— Aufgabe 1 —
Welche Software ist laut dem Forenbeitrag auf beiden Rechnern installiert?

— Vorgegebener Text —
========
# Pc + Pc + Inet = Prob



## PartyBoy (10. März 2003)

Moin moin,
also ich habe ein typisches problem mit dem netzwerk, als ich mich in zahlreichen tuts und hier umgeschaut habe habe ich trotzdem nicht das gefunden was ich brauche oder was meinem problem ähnelt.

also es sieht so aus:
mein pc (pc.1) mit win 98 ist mit dem pc meines bruders (pc.2)ebenfalls mit win 98 sind verbunden.
das ziel ist nun, das wenn pc.1 online ist pc.2 ebenfalls aufs internet zugreifen kann.
dabei ist zu beachten, dass auf beiden rechnern t-online-software 4.0 installiert ist. bei pc.2 dient diese software lediglich dazu, dass eine ferbindung ,direkt über ein modem, gewehrleistet werden kann, wenn pc.1 kurzzeitig nicht da ist. es währe wünschenswert, wenn man die interneteinstellungen auf pc.2 zu der software und zu dem inet übers netzwerk voneinander separat steuern könnte, bzw. dass sich beide nicht beeinflussen, da sonst ein ständiges umstellen der konfiguration ziemlich unhantlich werden würde.
========
— Zeige-Datensätze —
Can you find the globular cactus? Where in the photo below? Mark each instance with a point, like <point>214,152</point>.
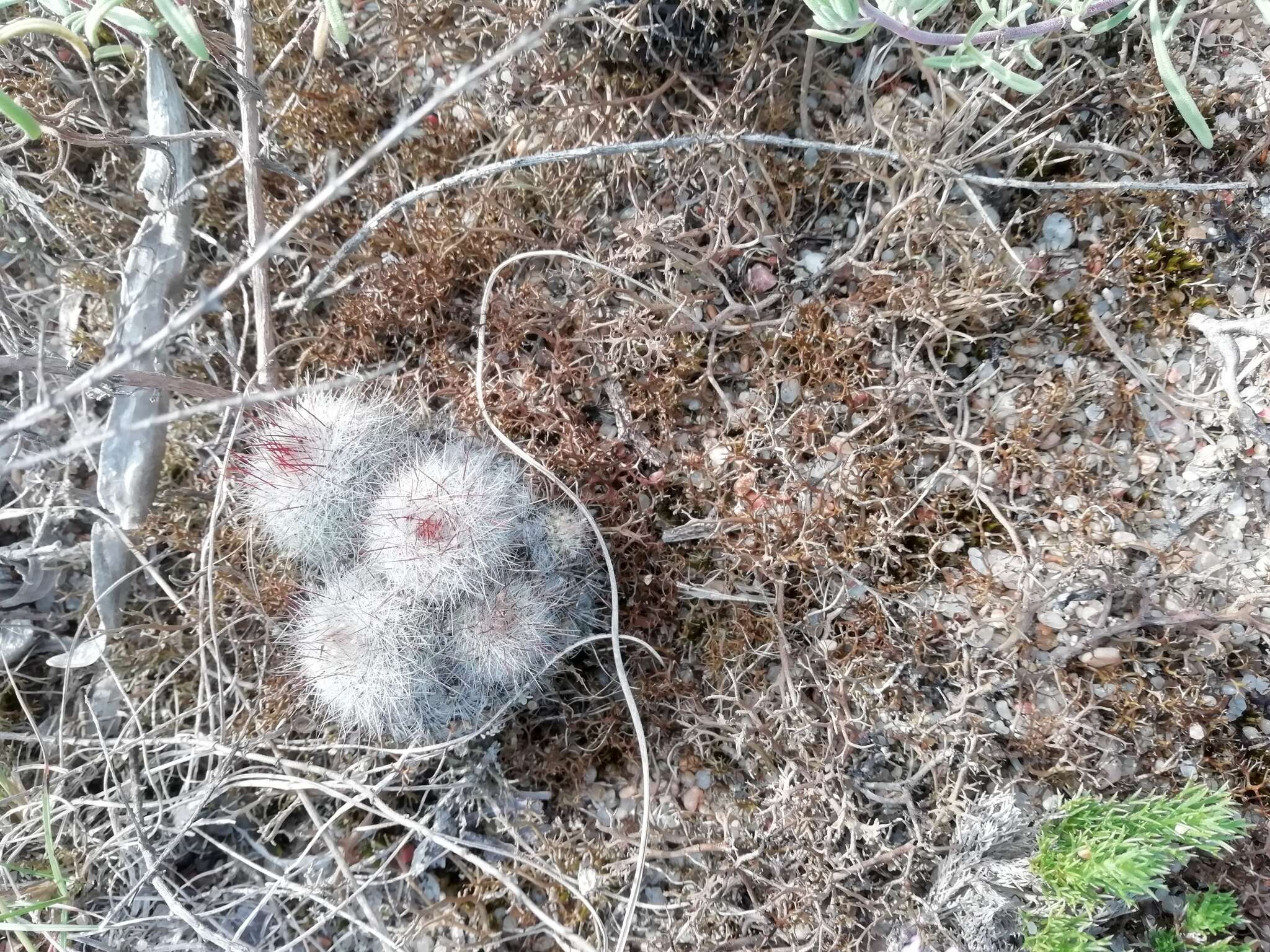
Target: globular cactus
<point>446,523</point>
<point>448,586</point>
<point>505,640</point>
<point>313,469</point>
<point>356,648</point>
========
— Aufgabe 2 —
Gib alle Zeilen der Zeige-Datensätze oben genau so aus, wie sie dastehen. Lass die Bilder dabei weg.

— Ergebnis 1 —
T-Online-Software 4.0

— Ergebnis 2 —
Can you find the globular cactus? Where in the photo below? Mark each instance with a point, like <point>214,152</point>.
Target: globular cactus
<point>446,523</point>
<point>448,586</point>
<point>505,640</point>
<point>313,469</point>
<point>356,648</point>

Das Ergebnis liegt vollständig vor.